*GIVEN PROBLEM*: Switch every "marker" in the listing below to "pin" and copy everything else unchanged. Leave the pictures out of your copy.

** begin **

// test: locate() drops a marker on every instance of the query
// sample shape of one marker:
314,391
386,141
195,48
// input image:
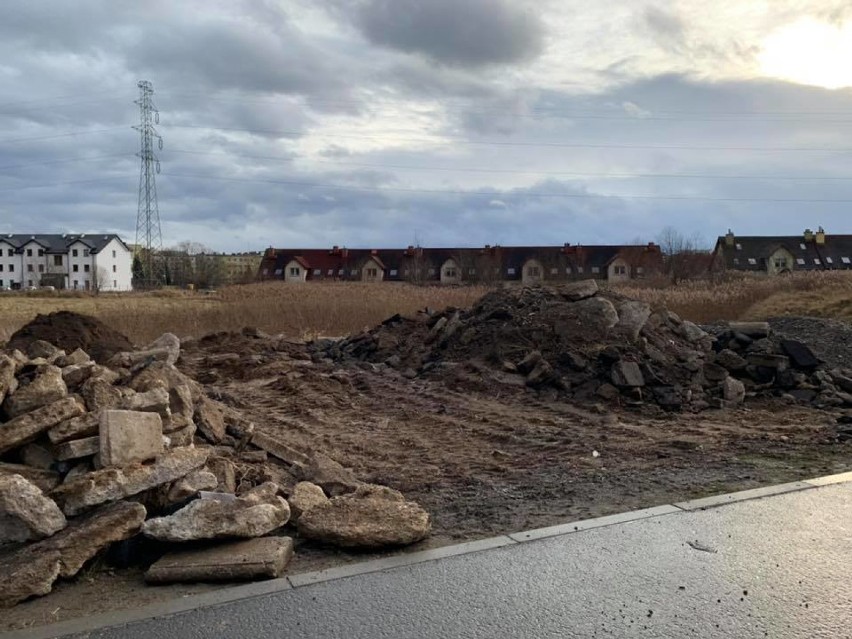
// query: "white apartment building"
82,262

** end **

*PROBLEM SOLUTION*:
// test: locate() drops a pin on every instance of the query
// sample shape of one pin:
314,391
386,141
195,48
// input image:
// query: "white apartment building"
82,262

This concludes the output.